EXTRAIT DU TEXTE ::
Jacques Derrida

Derrida en castellano

Derrida en francés

Nietzsche
Heidegger

Principal

En francés

Textos

Comentarios

Fotos

Cronología

Bibliografía

Links


«Toute prise de parole est un acte pédagogique
»
Jaques Derrida

Entretien avec Jean Blain, Lire, mars 1994

 Jacques Derrida

 

LIRE. Si l’on vous dit Vous êtes l’intellectuel français le plus célèbre aux Etats-Unis, vous réagissez comment?

Jacques Derrida. Vous me soufflez le bon mot: réaction. Je demanderais d’abord à l’interlocuteur fictif que vous invoquez à quoi il réagit et pourquoi tant de gens s’intéressent d’abord, pour ne pas dire seulement, à cette «célébrité américaine». Pour laisser croire que rien d’analogue ne se passe en France? Que je ne devrais intéresser que l’étranger? Si la réponse française à mon travail est différente, elle compte, elle est irrécusable. Elle ne passe pas par les mêmes lieux. En France, depuis le début des années 70, un certain verrouillage a été tenté dans bien des appareils universitaires et médiatiques.

 

Vous en avez été la victime?

Jacques Derrida. A supposer que je souffre de cette situation, c’est avant tout parce que de grands penseurs (je pense à l’œuvre extraordinaire d’un philosophe comme Jean-Luc Nancy, à Philippe Lacoue-Labarthe et à d’autres, dans et hors de l’université) payent, comme la philosophie française, le prix de ce verrouillage. C’est une grave injustice, j’espère qu’elle sera un jour corrigée. Je parle ici de large popularité, car dans des cercles plus étroits et de compétence plus raffinée, on prend une mesure plus juste de ces travaux.

 

Les Etats-Unis sont une bouffée d’air?

CONSIGNES ::
(A) Donnez tous les noms de personnes qui figurent dans l'entretien avec Derrida, titre et présentation compris, en citant chaque nom une seule fois.
(B) Poursuivez l'entretien avec Derrida à partir de la dernière question posée.

DONNÉES EXTRAITES ::
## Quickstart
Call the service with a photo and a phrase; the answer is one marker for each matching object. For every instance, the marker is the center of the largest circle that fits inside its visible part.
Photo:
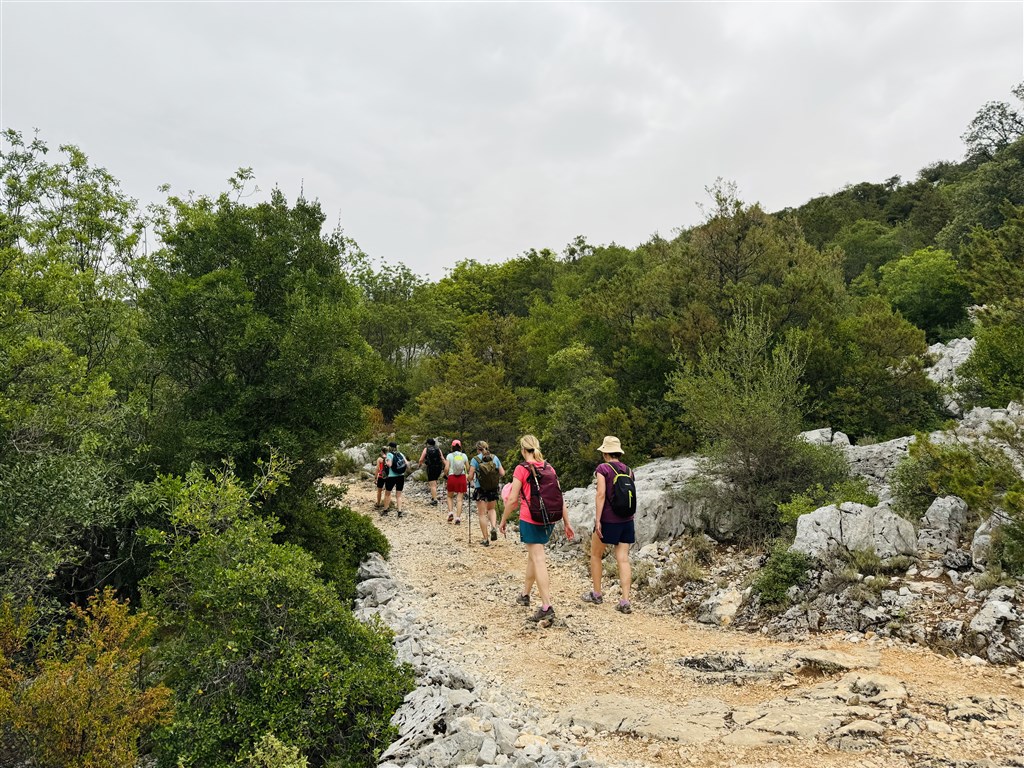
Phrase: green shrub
(255, 642)
(270, 753)
(342, 464)
(982, 473)
(338, 537)
(783, 569)
(79, 698)
(993, 375)
(851, 489)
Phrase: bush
(83, 701)
(983, 474)
(338, 537)
(744, 399)
(783, 569)
(270, 753)
(342, 464)
(255, 642)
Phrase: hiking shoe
(543, 613)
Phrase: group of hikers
(536, 494)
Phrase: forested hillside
(174, 578)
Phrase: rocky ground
(653, 688)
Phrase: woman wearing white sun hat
(613, 510)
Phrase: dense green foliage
(259, 644)
(152, 390)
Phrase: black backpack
(546, 502)
(398, 463)
(623, 493)
(486, 474)
(433, 457)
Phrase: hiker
(538, 513)
(379, 477)
(434, 463)
(485, 472)
(458, 465)
(395, 479)
(615, 504)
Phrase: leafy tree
(993, 375)
(993, 262)
(927, 288)
(979, 199)
(83, 701)
(866, 374)
(997, 124)
(743, 399)
(67, 332)
(254, 329)
(868, 245)
(254, 641)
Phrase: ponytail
(532, 446)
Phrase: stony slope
(654, 689)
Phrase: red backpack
(546, 502)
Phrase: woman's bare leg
(536, 554)
(596, 555)
(625, 569)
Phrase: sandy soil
(470, 592)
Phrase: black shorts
(619, 532)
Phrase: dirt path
(470, 590)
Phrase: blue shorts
(619, 532)
(532, 534)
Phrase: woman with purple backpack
(535, 492)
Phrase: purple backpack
(546, 502)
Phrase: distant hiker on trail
(615, 505)
(540, 509)
(458, 465)
(395, 479)
(485, 472)
(379, 477)
(434, 463)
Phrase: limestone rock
(942, 525)
(982, 542)
(721, 607)
(663, 513)
(854, 526)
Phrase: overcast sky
(435, 132)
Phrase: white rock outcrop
(942, 525)
(663, 512)
(854, 526)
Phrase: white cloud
(437, 132)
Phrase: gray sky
(435, 132)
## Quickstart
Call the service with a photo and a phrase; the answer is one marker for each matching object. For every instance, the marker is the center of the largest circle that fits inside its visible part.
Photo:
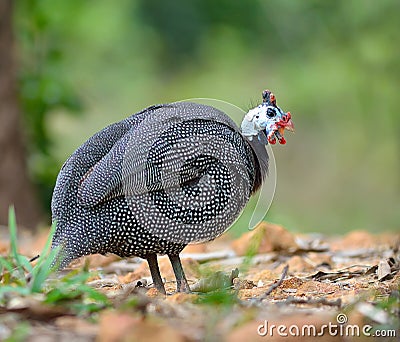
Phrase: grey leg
(155, 272)
(181, 282)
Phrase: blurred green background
(334, 64)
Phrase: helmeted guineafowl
(167, 176)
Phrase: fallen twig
(275, 285)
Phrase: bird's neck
(260, 161)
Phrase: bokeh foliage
(333, 64)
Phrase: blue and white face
(272, 121)
(267, 119)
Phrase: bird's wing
(156, 153)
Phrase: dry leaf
(272, 237)
(383, 270)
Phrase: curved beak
(286, 123)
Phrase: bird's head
(267, 121)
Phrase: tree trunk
(15, 186)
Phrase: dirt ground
(268, 284)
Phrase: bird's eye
(271, 113)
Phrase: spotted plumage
(162, 178)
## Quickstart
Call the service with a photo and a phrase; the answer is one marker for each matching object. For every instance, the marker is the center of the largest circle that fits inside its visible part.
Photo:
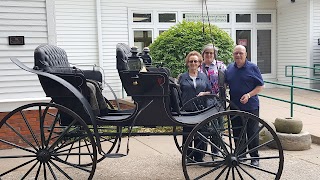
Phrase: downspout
(51, 22)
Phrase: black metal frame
(151, 94)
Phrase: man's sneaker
(255, 162)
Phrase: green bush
(172, 46)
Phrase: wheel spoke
(44, 171)
(51, 171)
(70, 143)
(17, 146)
(209, 172)
(258, 168)
(257, 147)
(60, 170)
(70, 164)
(62, 135)
(42, 116)
(26, 174)
(17, 156)
(251, 139)
(18, 134)
(38, 171)
(239, 173)
(15, 168)
(220, 174)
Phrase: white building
(276, 32)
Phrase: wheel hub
(43, 155)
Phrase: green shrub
(172, 46)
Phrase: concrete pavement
(157, 158)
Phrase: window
(264, 51)
(263, 17)
(167, 17)
(142, 38)
(213, 18)
(138, 17)
(243, 17)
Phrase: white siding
(20, 18)
(116, 30)
(76, 28)
(315, 37)
(293, 38)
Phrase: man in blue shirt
(245, 82)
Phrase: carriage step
(114, 155)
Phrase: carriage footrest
(114, 155)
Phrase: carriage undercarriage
(60, 149)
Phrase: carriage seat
(54, 60)
(123, 53)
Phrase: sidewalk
(271, 109)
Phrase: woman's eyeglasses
(193, 61)
(240, 53)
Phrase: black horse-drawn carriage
(64, 139)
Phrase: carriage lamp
(135, 83)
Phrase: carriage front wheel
(35, 146)
(236, 152)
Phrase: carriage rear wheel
(38, 147)
(237, 154)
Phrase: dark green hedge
(173, 45)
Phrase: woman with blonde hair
(193, 83)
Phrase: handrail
(292, 87)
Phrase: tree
(172, 46)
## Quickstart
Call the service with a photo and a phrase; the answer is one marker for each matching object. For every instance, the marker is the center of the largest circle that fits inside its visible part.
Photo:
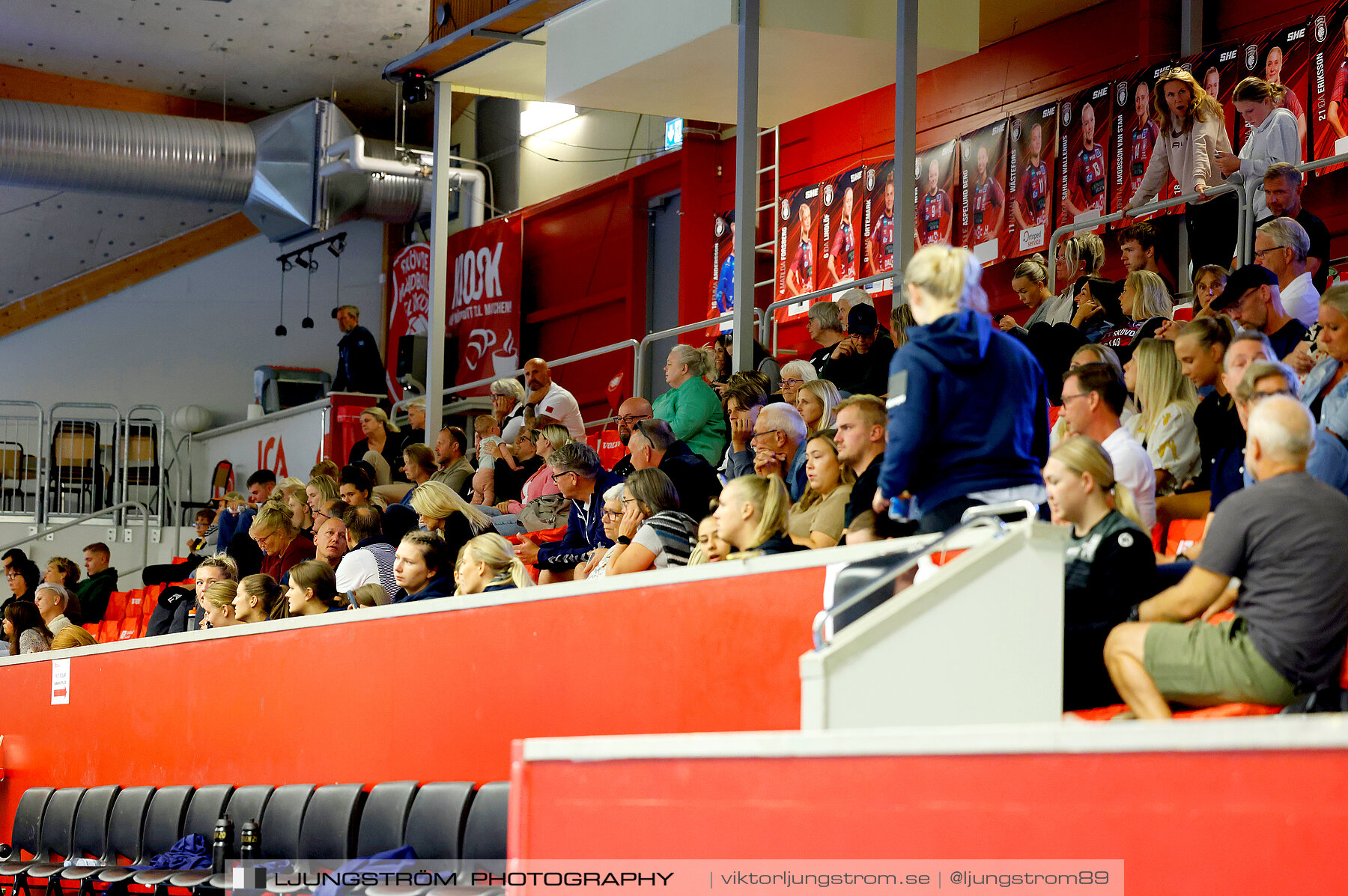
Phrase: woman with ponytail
(753, 518)
(488, 564)
(968, 407)
(1110, 566)
(692, 407)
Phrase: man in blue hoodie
(581, 478)
(967, 403)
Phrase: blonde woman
(753, 518)
(816, 402)
(1164, 424)
(968, 407)
(692, 407)
(1110, 565)
(488, 564)
(1193, 138)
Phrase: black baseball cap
(862, 320)
(1240, 282)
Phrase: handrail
(145, 534)
(807, 296)
(1088, 224)
(638, 380)
(974, 518)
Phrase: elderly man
(583, 480)
(1282, 246)
(52, 601)
(550, 402)
(1287, 538)
(777, 446)
(654, 446)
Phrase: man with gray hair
(1287, 539)
(1282, 246)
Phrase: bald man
(549, 402)
(1287, 538)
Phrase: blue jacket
(584, 528)
(968, 412)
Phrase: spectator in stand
(549, 402)
(279, 539)
(1092, 399)
(359, 365)
(653, 532)
(816, 402)
(694, 480)
(970, 412)
(1108, 565)
(631, 412)
(313, 589)
(583, 480)
(97, 588)
(816, 520)
(1146, 306)
(25, 628)
(1193, 131)
(692, 407)
(370, 557)
(488, 565)
(1164, 424)
(1287, 538)
(1281, 246)
(777, 446)
(860, 363)
(1253, 299)
(452, 456)
(1272, 138)
(382, 437)
(1030, 282)
(258, 599)
(1282, 193)
(860, 438)
(424, 569)
(825, 326)
(53, 603)
(753, 518)
(330, 540)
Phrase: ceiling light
(541, 116)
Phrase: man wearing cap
(860, 363)
(1253, 301)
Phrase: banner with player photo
(842, 228)
(1034, 156)
(797, 249)
(983, 193)
(878, 224)
(1084, 166)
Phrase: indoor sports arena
(965, 375)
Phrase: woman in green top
(692, 407)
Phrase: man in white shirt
(1092, 399)
(1282, 246)
(552, 403)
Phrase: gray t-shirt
(1287, 540)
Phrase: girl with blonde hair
(1164, 424)
(1110, 566)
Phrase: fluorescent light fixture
(541, 116)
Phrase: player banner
(983, 193)
(798, 231)
(1034, 156)
(1085, 166)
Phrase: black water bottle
(222, 845)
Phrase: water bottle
(222, 845)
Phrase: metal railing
(972, 518)
(145, 531)
(1090, 224)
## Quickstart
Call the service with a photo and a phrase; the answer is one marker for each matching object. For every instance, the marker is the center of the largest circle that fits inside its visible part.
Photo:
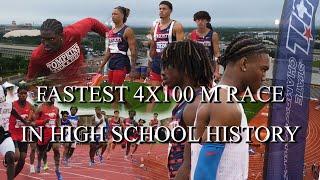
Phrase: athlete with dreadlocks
(184, 64)
(47, 116)
(121, 38)
(164, 32)
(246, 61)
(25, 110)
(205, 35)
(60, 54)
(7, 148)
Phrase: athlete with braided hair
(184, 63)
(59, 53)
(205, 35)
(246, 61)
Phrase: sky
(232, 13)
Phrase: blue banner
(292, 70)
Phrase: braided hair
(125, 11)
(203, 15)
(240, 47)
(53, 25)
(189, 58)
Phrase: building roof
(20, 47)
(19, 33)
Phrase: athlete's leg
(7, 150)
(33, 148)
(23, 147)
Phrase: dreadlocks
(240, 47)
(189, 58)
(53, 25)
(125, 11)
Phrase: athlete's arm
(129, 35)
(223, 114)
(58, 122)
(178, 31)
(189, 115)
(100, 122)
(216, 51)
(189, 36)
(89, 24)
(33, 68)
(17, 116)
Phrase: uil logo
(300, 26)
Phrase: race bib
(173, 124)
(161, 45)
(74, 123)
(19, 123)
(113, 46)
(51, 123)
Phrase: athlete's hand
(132, 74)
(99, 70)
(217, 77)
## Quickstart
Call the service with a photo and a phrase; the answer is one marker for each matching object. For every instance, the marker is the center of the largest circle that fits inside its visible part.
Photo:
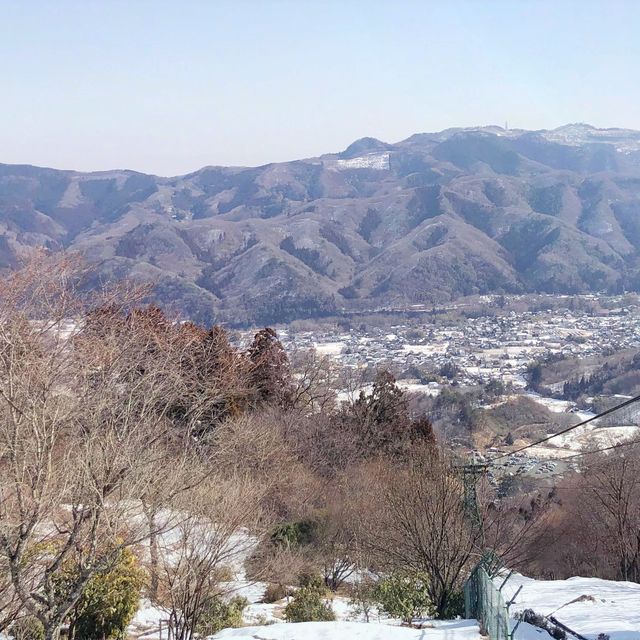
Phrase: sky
(167, 87)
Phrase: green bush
(275, 592)
(455, 606)
(309, 604)
(404, 597)
(221, 615)
(290, 535)
(109, 601)
(28, 628)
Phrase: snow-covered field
(591, 435)
(454, 630)
(588, 606)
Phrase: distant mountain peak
(363, 146)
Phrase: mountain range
(422, 221)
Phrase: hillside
(421, 221)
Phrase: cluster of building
(481, 348)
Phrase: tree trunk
(153, 555)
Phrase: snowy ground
(454, 630)
(588, 606)
(589, 436)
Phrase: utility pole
(470, 474)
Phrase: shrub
(455, 606)
(404, 596)
(275, 592)
(221, 615)
(309, 604)
(362, 597)
(294, 534)
(28, 628)
(109, 601)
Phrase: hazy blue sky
(167, 87)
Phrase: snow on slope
(588, 606)
(378, 161)
(453, 630)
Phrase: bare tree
(212, 539)
(83, 431)
(420, 524)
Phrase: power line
(626, 443)
(626, 403)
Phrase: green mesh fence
(485, 603)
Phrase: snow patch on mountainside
(379, 161)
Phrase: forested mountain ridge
(436, 216)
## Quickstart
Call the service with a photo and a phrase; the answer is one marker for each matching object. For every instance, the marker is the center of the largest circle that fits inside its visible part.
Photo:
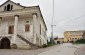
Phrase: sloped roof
(25, 7)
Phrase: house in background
(73, 35)
(21, 27)
(58, 40)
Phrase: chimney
(18, 3)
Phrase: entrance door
(5, 43)
(11, 30)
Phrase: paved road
(63, 49)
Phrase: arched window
(8, 7)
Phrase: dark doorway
(11, 30)
(5, 43)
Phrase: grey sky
(68, 15)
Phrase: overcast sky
(68, 14)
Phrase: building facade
(20, 26)
(73, 35)
(59, 40)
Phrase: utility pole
(52, 39)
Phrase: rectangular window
(11, 30)
(27, 28)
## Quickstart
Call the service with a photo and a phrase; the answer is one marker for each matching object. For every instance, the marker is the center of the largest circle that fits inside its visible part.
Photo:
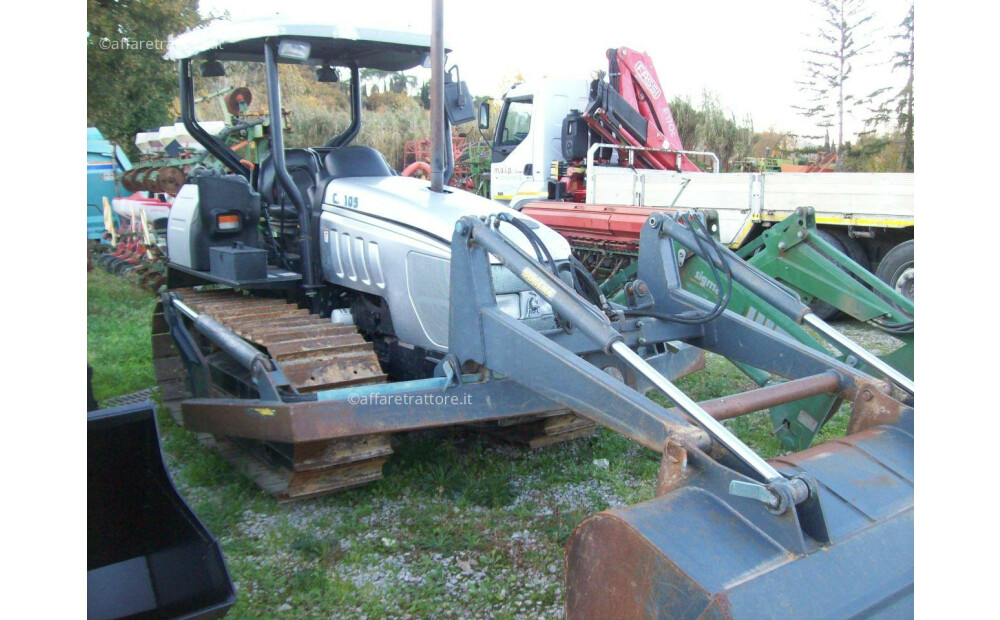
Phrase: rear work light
(227, 221)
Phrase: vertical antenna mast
(437, 96)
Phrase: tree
(902, 102)
(829, 66)
(130, 87)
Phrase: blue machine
(104, 163)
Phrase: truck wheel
(819, 307)
(896, 269)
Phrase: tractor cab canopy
(274, 40)
(368, 48)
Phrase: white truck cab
(529, 137)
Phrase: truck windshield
(516, 123)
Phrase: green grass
(459, 526)
(118, 345)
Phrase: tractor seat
(303, 166)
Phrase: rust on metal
(873, 406)
(313, 354)
(728, 407)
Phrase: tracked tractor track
(314, 355)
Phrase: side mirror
(212, 68)
(484, 115)
(457, 102)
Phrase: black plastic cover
(148, 555)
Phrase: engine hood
(411, 202)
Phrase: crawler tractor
(319, 302)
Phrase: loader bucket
(148, 556)
(692, 554)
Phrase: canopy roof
(371, 48)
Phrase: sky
(749, 54)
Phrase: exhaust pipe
(437, 97)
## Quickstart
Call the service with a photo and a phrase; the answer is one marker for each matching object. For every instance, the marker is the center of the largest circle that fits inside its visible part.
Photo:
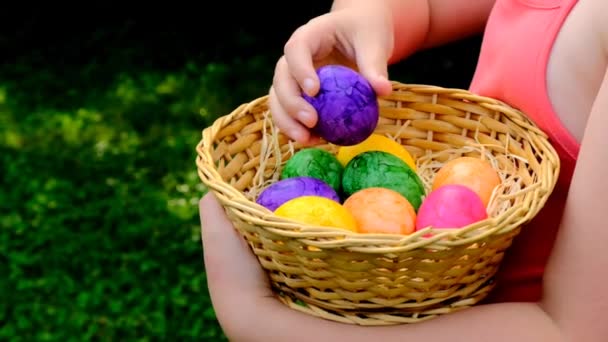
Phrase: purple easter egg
(286, 189)
(346, 105)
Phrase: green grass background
(100, 112)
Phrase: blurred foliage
(99, 227)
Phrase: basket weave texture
(384, 279)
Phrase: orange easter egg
(474, 173)
(381, 210)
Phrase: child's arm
(421, 24)
(574, 306)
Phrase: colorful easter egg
(383, 170)
(450, 206)
(381, 210)
(286, 189)
(320, 211)
(315, 163)
(475, 173)
(376, 142)
(346, 105)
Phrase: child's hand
(360, 36)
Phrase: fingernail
(308, 84)
(305, 117)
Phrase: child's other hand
(359, 36)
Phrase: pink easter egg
(450, 206)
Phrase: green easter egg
(315, 163)
(382, 169)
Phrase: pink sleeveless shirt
(512, 67)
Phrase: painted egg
(315, 163)
(376, 142)
(346, 104)
(450, 206)
(320, 211)
(475, 173)
(286, 189)
(382, 170)
(381, 210)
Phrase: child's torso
(544, 57)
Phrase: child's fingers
(231, 267)
(289, 95)
(285, 123)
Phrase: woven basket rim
(324, 237)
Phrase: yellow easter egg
(376, 142)
(316, 210)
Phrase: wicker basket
(384, 279)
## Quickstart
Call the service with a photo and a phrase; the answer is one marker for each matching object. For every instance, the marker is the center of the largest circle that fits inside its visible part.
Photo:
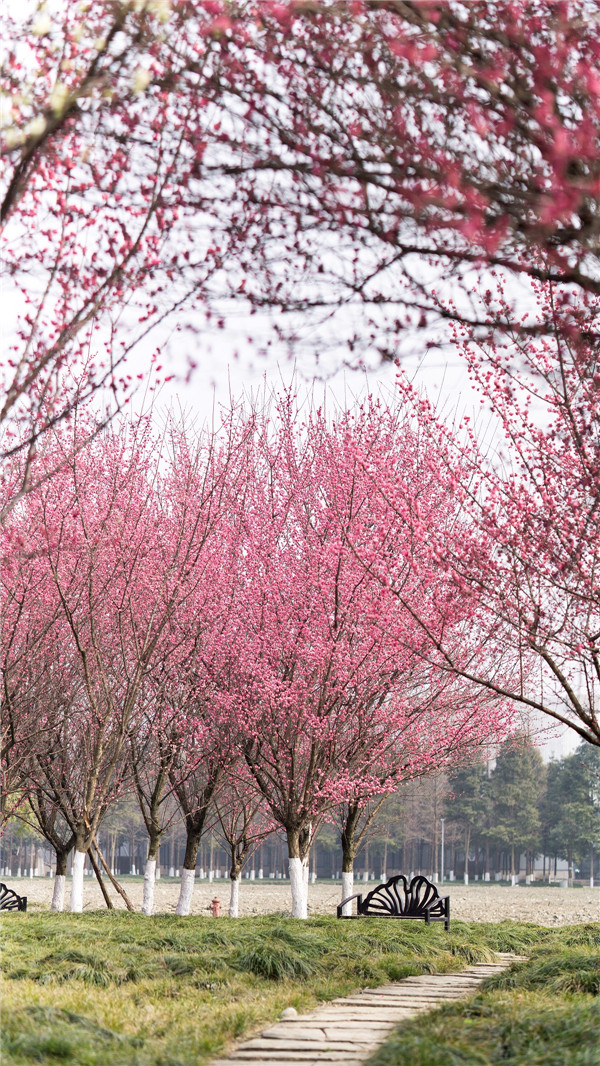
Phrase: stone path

RÉPONSES ::
(A) Jacques Derrida, Jean Blain, Jean-Luc Nancy, Philippe Lacoue-Labarthe

(B)
Jacques Derrida. Il y a aussi des guerres, là-bas, mais loyales ou non, elles s’y livrent le plus souvent à visage découvert. Ici, les choses sont silencieuses, paralysées dans des chicanes parisiennes. La concentration culturelle fait que tout tient dans une main. Aux Etats-Unis la dispersion du monde académique assure une circulation plus large, plus rapide, plus active.

 

Outre-Atlantique, votre influence s’est surtout exercée à travers les départements de littérature?

Jacques Derrida. Ce fut vrai, dans une certaine mesure, au début. Mais dans ces départements, on s’intéressait depuis longtemps à la théorie de la littérature. La philosophie y était souvent enseignée comme telle (à Yale, par exemple, dans le département de littérature comparée). Ce sont donc des lieux de grande culture théorique et philosophique qui ont accueilli la déconstruction. Maintenant des intérêts analogues gagnent des départements de philosophie et même de philosophie analytique, ce qui rend nerveux certains collègues américains. Il faut compter aussi, de plus en plus, avec des départements qui ne sont ni de littérature ni de philosophie: c’est le cas en droit, en architecture, en théologie ou religious studies, en histoire... et même en «management», en économie, en comptabilité!

 

Aux Etats-Unis, on vous accuse, parfois, d’être à l’origine de la «Political correctness», ce mouvement qui prétend traquer impitoyablement toutes les discriminations.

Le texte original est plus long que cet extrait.